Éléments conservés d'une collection
________________
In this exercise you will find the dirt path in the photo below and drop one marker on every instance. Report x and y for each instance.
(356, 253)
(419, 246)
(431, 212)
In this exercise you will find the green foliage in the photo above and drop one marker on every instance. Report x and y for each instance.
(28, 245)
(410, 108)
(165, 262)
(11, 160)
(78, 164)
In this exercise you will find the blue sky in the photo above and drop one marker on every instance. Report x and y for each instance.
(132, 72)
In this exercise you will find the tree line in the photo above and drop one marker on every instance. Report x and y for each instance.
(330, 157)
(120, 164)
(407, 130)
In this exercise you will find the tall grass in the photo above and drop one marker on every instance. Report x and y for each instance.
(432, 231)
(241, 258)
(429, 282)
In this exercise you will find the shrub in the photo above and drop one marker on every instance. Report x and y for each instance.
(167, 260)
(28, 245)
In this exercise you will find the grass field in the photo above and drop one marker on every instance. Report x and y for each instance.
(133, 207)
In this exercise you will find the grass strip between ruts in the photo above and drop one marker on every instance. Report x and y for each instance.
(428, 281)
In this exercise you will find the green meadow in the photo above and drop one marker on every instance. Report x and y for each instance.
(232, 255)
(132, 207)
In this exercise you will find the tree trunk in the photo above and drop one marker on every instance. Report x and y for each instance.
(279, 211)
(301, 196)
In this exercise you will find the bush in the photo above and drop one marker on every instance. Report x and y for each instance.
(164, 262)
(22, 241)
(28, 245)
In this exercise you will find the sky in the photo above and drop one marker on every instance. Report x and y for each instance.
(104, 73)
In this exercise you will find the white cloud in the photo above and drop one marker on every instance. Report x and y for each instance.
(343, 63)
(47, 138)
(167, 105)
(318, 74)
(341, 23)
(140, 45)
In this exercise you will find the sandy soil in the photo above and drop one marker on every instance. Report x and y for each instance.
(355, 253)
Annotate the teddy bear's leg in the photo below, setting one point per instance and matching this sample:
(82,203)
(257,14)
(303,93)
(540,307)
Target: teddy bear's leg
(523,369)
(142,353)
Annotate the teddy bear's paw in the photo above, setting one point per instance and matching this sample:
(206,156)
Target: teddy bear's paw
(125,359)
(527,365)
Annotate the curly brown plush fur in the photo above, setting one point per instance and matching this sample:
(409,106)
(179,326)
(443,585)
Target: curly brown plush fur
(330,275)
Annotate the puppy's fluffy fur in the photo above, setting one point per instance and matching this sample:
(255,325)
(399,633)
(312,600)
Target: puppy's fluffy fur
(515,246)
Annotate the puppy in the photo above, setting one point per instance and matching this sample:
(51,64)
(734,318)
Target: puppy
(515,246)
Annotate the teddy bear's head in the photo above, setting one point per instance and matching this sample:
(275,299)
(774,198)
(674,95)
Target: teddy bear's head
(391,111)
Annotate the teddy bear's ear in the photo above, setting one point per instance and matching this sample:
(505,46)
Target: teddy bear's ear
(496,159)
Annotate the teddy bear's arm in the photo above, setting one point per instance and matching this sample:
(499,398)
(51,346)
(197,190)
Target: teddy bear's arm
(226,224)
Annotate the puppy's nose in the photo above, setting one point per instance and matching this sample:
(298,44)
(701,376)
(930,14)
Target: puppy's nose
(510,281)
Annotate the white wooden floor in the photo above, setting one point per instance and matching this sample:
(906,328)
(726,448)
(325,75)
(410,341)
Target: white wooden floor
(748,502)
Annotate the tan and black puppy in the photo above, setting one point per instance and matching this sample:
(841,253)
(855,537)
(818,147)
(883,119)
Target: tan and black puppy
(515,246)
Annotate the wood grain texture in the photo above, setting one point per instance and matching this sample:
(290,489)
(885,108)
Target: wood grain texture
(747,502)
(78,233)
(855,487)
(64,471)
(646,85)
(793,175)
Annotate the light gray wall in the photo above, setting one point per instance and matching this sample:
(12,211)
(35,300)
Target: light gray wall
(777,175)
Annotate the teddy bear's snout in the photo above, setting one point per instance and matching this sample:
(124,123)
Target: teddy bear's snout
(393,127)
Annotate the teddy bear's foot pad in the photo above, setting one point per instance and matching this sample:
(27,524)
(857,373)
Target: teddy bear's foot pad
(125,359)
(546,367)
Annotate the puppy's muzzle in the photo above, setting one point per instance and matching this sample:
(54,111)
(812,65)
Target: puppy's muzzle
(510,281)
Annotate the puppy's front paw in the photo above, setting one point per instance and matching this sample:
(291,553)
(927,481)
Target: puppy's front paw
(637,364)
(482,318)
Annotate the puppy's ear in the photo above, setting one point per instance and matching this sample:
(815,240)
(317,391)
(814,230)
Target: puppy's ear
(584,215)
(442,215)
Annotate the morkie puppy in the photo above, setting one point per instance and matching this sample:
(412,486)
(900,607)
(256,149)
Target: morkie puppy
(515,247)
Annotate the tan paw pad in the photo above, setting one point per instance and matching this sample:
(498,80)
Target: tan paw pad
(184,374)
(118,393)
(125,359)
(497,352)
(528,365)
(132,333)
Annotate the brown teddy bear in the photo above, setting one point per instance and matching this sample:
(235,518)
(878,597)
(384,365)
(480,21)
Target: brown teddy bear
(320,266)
________________
* _CONSIGNE_
Recopiez l'intégralité du matériau ci-dessus à l'identique, ligne par ligne, sans rien omettre ni modifier.

* _RÉPONSE ATTENDUE_
In this exercise you will find the dirt path in the photo below and drop one marker on every instance. Report x and y for each instance.
(356, 253)
(419, 246)
(431, 212)
In this exercise you will find the green foliage in the photo above and drop one marker on every instance. Report x and y for each instance.
(28, 245)
(410, 108)
(165, 262)
(11, 160)
(78, 164)
In this exercise you will find the blue sky in the photo above and drop one marker on every instance. Report x and y for each instance.
(132, 72)
In this exercise you will find the tree line in the photo above and drop one marker on every instance. Report x and y for each instance.
(330, 157)
(120, 164)
(407, 130)
In this exercise you will find the tall grass in the photo above and drop one marker on every instance. Report x and y for each instance.
(432, 231)
(241, 258)
(429, 282)
In this exercise you will find the shrub in the photo above and drop one marker on every instance. Report x and y for each instance.
(167, 260)
(28, 245)
In this exercise you will find the grass field in the photo above and drop one marker on every instance. Report x and y for each instance.
(133, 207)
In this exercise you will find the grass strip between ruts in the photo above and drop one marker on every instance. Report x and y for each instance.
(428, 281)
In this exercise you will find the green meadow in the photo above and drop one marker on every instance. Report x and y for each instance.
(232, 255)
(132, 207)
In this exercise you will find the tree trunk in the photo above and drop one marker on every instance. Report x and y for each instance.
(279, 211)
(301, 196)
In this exercise you will find the bush in the photo above and drop one marker on every instance. Report x and y for each instance.
(164, 262)
(22, 241)
(28, 245)
In this exercise you will find the sky in the photo above and drop one marker on every instance. Report x and y for each instance.
(104, 73)
In this exercise you will find the white cloud in the photo above and drop one marker on every instance. Report x and y for each instance.
(343, 63)
(47, 138)
(167, 105)
(318, 74)
(341, 23)
(140, 45)
In this exercise you will find the sandy soil in the photo above and drop one marker on every instance. Report x and y for each instance.
(355, 253)
Annotate the teddy bear's leg in the photo below, setting one point per instance and matching this sample:
(82,203)
(257,14)
(303,93)
(540,307)
Target: teddy bear's leg
(523,369)
(142,353)
Annotate the teddy bear's paw in the photo above, setting one point per instance and matching this sample:
(206,156)
Target: teddy bear's paw
(125,359)
(527,365)
Annotate the curly brown plush fur in the photo above, setting one point per instance and matching this sample:
(409,106)
(179,326)
(443,585)
Target: curly brown plush fur
(330,275)
Annotate the puppy's fluffy fur in the photo above, setting one point per instance and matching this sample:
(255,325)
(399,633)
(312,600)
Target: puppy's fluffy fur
(515,246)
Annotate the puppy in the photo above, setting one point per instance and matching this sample:
(51,64)
(734,318)
Target: puppy
(515,246)
Annotate the teddy bear's head in the photo above, setting one point per instance and matching this sample:
(275,299)
(774,198)
(674,95)
Target: teddy bear's head
(391,111)
Annotate the teddy bear's ear in the photo above, setting one point per instance and matching this sample:
(505,46)
Target: teddy bear's ear
(496,159)
Annotate the teddy bear's arm in the photo above, setting one point per instance and matching this sample:
(499,398)
(51,346)
(197,190)
Target: teddy bear's arm
(226,224)
Annotate the puppy's nose in the photo above, setting one point per instance and matching this sample:
(298,44)
(701,376)
(930,14)
Target: puppy's nose
(510,281)
Annotate the white wooden floor in the photo above, setting one point per instance and matching this sample:
(906,328)
(726,448)
(325,75)
(410,341)
Target: white wooden floor
(748,502)
Annotate the tan and black puppy in the photo above, setting one point per instance and matching this sample:
(841,253)
(855,537)
(818,147)
(883,119)
Target: tan and black puppy
(515,246)
Annotate the wood grain texture in the photo above, setting one point per instance and matching this sample:
(290,489)
(885,108)
Target: wood grain texture
(747,502)
(78,233)
(855,487)
(64,471)
(646,85)
(793,175)
Annotate the light gray wall in the photo above, setting one point per instance and matching this sample:
(12,211)
(35,300)
Target: light gray wall
(777,175)
Annotate the teddy bear's snout in the photo above, setting one point per instance and matching this sample:
(124,123)
Target: teddy bear's snout
(393,127)
Annotate the teddy bear's foot pad in the photo above, setting one point per instance and matching this sample:
(27,524)
(857,373)
Target: teddy bear's foot pad
(125,359)
(546,367)
Annotate the puppy's muzzle in the photo above, setting one point per instance and matching this sample:
(54,111)
(812,65)
Target: puppy's muzzle
(510,281)
Annotate the puppy's front paw in the photo above, setting one point per instance and matching this sample:
(291,553)
(927,481)
Target: puppy's front paw
(637,364)
(482,318)
Annotate the puppy's ear in the photo above, setting one point per instance and matching this sample:
(815,240)
(317,391)
(814,230)
Target: puppy's ear
(584,215)
(442,215)
Annotate the morkie puppy in the photo above, setting one point per instance and matching this sample:
(412,486)
(900,607)
(256,149)
Target: morkie puppy
(515,247)
Annotate the tan paw pad in the photo above, setting one point per instance and matching this sample:
(498,80)
Target: tan paw pad
(184,374)
(118,393)
(125,359)
(497,352)
(528,365)
(132,333)
Annotate the brown teddy bear in the photo above, setting one point per instance and matching this sample:
(235,518)
(878,597)
(384,365)
(480,21)
Target: brown teddy bear
(320,266)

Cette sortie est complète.